> [Supplied entries]
● ● ● ● ●

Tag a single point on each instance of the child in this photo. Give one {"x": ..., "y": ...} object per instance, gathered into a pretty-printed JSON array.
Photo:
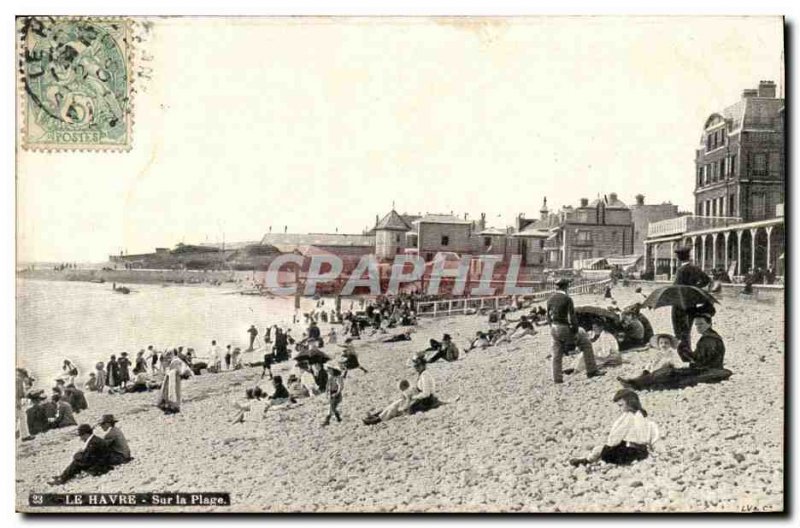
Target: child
[
  {"x": 253, "y": 408},
  {"x": 668, "y": 355},
  {"x": 334, "y": 390},
  {"x": 350, "y": 357},
  {"x": 632, "y": 435},
  {"x": 236, "y": 358},
  {"x": 332, "y": 337}
]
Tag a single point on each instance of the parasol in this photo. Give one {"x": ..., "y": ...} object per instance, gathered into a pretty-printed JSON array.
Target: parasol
[{"x": 313, "y": 356}]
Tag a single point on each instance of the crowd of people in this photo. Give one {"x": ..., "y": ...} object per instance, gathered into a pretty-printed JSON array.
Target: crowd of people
[{"x": 320, "y": 372}]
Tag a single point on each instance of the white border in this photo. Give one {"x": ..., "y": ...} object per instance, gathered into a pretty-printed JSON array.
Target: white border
[{"x": 342, "y": 7}]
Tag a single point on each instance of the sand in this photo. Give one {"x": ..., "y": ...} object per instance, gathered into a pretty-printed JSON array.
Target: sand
[{"x": 503, "y": 446}]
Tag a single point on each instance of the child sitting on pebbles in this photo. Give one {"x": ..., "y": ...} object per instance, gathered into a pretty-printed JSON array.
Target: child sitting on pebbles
[
  {"x": 631, "y": 438},
  {"x": 334, "y": 390}
]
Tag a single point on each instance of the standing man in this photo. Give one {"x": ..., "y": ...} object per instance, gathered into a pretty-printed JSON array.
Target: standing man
[
  {"x": 253, "y": 331},
  {"x": 687, "y": 274},
  {"x": 566, "y": 333}
]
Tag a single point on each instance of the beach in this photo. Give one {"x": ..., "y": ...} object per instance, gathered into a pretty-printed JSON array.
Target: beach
[{"x": 502, "y": 444}]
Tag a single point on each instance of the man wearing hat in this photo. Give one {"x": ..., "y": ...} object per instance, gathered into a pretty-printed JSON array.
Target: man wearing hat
[
  {"x": 93, "y": 458},
  {"x": 687, "y": 274},
  {"x": 115, "y": 440},
  {"x": 36, "y": 415},
  {"x": 565, "y": 334}
]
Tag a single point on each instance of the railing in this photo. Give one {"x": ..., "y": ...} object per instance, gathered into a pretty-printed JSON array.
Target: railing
[
  {"x": 468, "y": 305},
  {"x": 683, "y": 224}
]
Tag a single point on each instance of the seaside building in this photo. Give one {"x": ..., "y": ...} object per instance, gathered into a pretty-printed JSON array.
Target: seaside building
[
  {"x": 602, "y": 228},
  {"x": 739, "y": 192}
]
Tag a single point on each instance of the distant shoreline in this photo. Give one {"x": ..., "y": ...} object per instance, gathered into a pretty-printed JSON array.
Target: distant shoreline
[{"x": 138, "y": 276}]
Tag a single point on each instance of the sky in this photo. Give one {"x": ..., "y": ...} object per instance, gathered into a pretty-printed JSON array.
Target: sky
[{"x": 318, "y": 125}]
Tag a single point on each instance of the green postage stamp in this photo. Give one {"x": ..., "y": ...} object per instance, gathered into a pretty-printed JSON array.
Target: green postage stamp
[{"x": 75, "y": 83}]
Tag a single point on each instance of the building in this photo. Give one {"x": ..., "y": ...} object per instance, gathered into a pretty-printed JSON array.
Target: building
[
  {"x": 530, "y": 237},
  {"x": 443, "y": 233},
  {"x": 739, "y": 163},
  {"x": 602, "y": 228},
  {"x": 644, "y": 214},
  {"x": 739, "y": 179}
]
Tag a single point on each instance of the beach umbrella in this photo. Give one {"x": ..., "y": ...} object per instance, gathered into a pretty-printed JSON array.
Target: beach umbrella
[
  {"x": 312, "y": 356},
  {"x": 685, "y": 297},
  {"x": 588, "y": 315}
]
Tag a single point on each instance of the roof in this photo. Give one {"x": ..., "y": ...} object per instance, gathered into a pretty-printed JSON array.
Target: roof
[
  {"x": 615, "y": 203},
  {"x": 393, "y": 222},
  {"x": 441, "y": 219},
  {"x": 752, "y": 113},
  {"x": 291, "y": 241},
  {"x": 534, "y": 230}
]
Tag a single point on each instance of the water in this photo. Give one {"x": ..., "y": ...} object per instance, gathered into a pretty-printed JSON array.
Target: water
[{"x": 87, "y": 322}]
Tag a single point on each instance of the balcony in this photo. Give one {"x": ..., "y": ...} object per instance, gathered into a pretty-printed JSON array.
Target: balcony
[{"x": 684, "y": 224}]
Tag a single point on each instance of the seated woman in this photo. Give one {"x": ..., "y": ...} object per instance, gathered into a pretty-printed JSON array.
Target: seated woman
[
  {"x": 295, "y": 387},
  {"x": 425, "y": 399},
  {"x": 252, "y": 409},
  {"x": 605, "y": 347},
  {"x": 705, "y": 366},
  {"x": 631, "y": 438},
  {"x": 667, "y": 346}
]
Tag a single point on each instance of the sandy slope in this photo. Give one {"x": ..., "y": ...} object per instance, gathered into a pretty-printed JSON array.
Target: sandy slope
[{"x": 502, "y": 446}]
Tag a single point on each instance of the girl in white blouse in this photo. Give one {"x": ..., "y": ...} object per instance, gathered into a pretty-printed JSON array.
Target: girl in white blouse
[{"x": 632, "y": 435}]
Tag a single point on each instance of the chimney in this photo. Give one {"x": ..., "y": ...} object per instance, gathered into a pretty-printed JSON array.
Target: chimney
[{"x": 766, "y": 89}]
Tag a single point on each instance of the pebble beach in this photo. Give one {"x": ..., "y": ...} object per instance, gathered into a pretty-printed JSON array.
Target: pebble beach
[{"x": 501, "y": 444}]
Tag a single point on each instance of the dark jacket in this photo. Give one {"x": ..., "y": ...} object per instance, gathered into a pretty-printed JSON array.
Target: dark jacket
[
  {"x": 37, "y": 419},
  {"x": 710, "y": 351},
  {"x": 561, "y": 310}
]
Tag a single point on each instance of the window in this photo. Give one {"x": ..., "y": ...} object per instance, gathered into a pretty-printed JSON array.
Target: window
[
  {"x": 759, "y": 164},
  {"x": 759, "y": 206}
]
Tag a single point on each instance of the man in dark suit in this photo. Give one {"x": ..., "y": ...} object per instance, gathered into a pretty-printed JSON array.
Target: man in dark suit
[
  {"x": 687, "y": 274},
  {"x": 93, "y": 458}
]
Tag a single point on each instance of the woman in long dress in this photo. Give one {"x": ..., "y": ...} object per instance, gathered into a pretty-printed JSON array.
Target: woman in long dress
[
  {"x": 169, "y": 398},
  {"x": 631, "y": 438}
]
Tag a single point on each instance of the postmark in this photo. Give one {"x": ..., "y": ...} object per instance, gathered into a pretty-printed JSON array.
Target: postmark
[{"x": 75, "y": 83}]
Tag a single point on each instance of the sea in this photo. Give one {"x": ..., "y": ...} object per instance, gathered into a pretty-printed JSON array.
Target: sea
[{"x": 87, "y": 322}]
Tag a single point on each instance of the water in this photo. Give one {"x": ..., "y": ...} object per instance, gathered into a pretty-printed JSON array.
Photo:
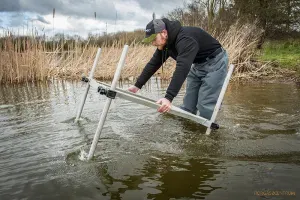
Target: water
[{"x": 146, "y": 155}]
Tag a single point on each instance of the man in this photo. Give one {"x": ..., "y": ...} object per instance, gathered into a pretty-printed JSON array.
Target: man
[{"x": 199, "y": 57}]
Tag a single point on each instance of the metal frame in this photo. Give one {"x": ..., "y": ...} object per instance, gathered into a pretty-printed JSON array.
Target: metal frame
[{"x": 111, "y": 91}]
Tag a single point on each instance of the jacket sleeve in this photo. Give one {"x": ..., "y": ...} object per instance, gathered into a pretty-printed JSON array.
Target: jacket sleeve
[
  {"x": 187, "y": 49},
  {"x": 152, "y": 66}
]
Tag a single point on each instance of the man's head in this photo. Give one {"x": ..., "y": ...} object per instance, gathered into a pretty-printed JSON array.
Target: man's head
[{"x": 156, "y": 33}]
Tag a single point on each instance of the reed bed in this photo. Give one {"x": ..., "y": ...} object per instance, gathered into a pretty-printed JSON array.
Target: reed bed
[{"x": 30, "y": 59}]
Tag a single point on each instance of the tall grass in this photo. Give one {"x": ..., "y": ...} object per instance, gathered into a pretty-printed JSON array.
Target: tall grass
[{"x": 29, "y": 59}]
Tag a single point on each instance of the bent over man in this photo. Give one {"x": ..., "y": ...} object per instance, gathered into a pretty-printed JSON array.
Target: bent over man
[{"x": 200, "y": 59}]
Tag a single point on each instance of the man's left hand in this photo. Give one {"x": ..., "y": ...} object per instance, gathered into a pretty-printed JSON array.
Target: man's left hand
[{"x": 165, "y": 105}]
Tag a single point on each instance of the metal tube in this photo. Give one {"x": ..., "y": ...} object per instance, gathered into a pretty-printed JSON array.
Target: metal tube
[
  {"x": 151, "y": 103},
  {"x": 107, "y": 104},
  {"x": 221, "y": 96},
  {"x": 88, "y": 86}
]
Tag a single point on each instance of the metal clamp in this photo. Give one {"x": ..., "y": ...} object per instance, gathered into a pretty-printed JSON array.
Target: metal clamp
[
  {"x": 85, "y": 79},
  {"x": 214, "y": 126},
  {"x": 109, "y": 93}
]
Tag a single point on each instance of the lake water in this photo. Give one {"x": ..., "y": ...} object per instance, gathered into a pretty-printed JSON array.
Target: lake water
[{"x": 143, "y": 154}]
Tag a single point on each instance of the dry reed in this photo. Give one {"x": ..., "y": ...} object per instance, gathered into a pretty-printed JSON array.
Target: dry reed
[{"x": 29, "y": 60}]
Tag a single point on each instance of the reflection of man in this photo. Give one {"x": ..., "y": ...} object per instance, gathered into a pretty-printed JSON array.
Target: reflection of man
[{"x": 189, "y": 46}]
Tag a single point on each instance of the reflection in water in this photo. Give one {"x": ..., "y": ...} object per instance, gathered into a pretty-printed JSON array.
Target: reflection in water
[
  {"x": 143, "y": 154},
  {"x": 163, "y": 178}
]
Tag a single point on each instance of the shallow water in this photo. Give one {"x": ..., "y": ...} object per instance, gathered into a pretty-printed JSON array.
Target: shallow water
[{"x": 146, "y": 155}]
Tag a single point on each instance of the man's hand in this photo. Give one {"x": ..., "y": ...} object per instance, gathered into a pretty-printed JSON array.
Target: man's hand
[
  {"x": 165, "y": 105},
  {"x": 133, "y": 89}
]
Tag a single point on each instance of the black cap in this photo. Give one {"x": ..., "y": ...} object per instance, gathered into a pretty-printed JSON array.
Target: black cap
[{"x": 152, "y": 28}]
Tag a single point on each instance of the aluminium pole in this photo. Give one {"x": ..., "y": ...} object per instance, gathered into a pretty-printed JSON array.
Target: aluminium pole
[
  {"x": 107, "y": 104},
  {"x": 88, "y": 85},
  {"x": 221, "y": 96}
]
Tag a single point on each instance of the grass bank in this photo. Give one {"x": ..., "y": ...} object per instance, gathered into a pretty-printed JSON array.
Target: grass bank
[
  {"x": 31, "y": 60},
  {"x": 284, "y": 54}
]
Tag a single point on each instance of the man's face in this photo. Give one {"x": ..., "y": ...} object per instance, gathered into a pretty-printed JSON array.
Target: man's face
[{"x": 161, "y": 40}]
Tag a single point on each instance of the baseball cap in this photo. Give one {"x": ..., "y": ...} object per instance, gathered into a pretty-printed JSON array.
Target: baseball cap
[{"x": 152, "y": 29}]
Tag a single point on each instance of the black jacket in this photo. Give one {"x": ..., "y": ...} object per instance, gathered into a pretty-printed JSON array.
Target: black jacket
[{"x": 187, "y": 45}]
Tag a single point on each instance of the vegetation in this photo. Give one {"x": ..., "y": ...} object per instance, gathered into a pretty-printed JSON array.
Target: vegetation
[
  {"x": 285, "y": 53},
  {"x": 242, "y": 26}
]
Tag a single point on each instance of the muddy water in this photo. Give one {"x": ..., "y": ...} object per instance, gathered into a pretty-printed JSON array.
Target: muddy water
[{"x": 145, "y": 155}]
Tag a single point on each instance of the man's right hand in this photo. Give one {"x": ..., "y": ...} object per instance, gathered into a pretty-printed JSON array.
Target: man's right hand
[{"x": 133, "y": 89}]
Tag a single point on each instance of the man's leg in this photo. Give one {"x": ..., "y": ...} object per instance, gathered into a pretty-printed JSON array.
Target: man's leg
[
  {"x": 212, "y": 84},
  {"x": 192, "y": 89}
]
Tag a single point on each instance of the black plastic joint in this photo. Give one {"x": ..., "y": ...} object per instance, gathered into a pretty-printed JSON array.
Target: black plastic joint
[
  {"x": 85, "y": 79},
  {"x": 109, "y": 93},
  {"x": 214, "y": 126}
]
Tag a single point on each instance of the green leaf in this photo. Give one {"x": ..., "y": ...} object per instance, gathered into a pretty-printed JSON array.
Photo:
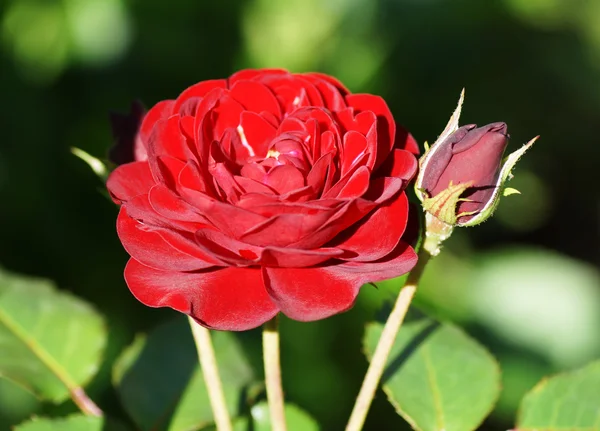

● ● ● ● ●

> [Your objective] Reproduce everything in the material from the line containing "Tag a single point on each instance of the man's leg" down to the end of the material, including both ends, and leave the pictures out of your answer.

> [Solution]
Tag a single point on each instance of the man's leg in this photo. Give one {"x": ..., "y": ...} object per instance, gathered into a pretty-printed JSON array.
Target: man's leg
[
  {"x": 212, "y": 84},
  {"x": 192, "y": 89}
]
Tag a single point on each instance of the black plastic joint in this photo. Give one {"x": ..., "y": ...} object per instance, gathered into a pretty-printed JSON array.
Target: black plastic joint
[
  {"x": 85, "y": 79},
  {"x": 109, "y": 93},
  {"x": 214, "y": 126}
]
Tag a single point on each instance of the green leaf in this photo. Give one {"x": ..., "y": ...} object per instance, gathered into a pretty-printed JSON array.
Photo:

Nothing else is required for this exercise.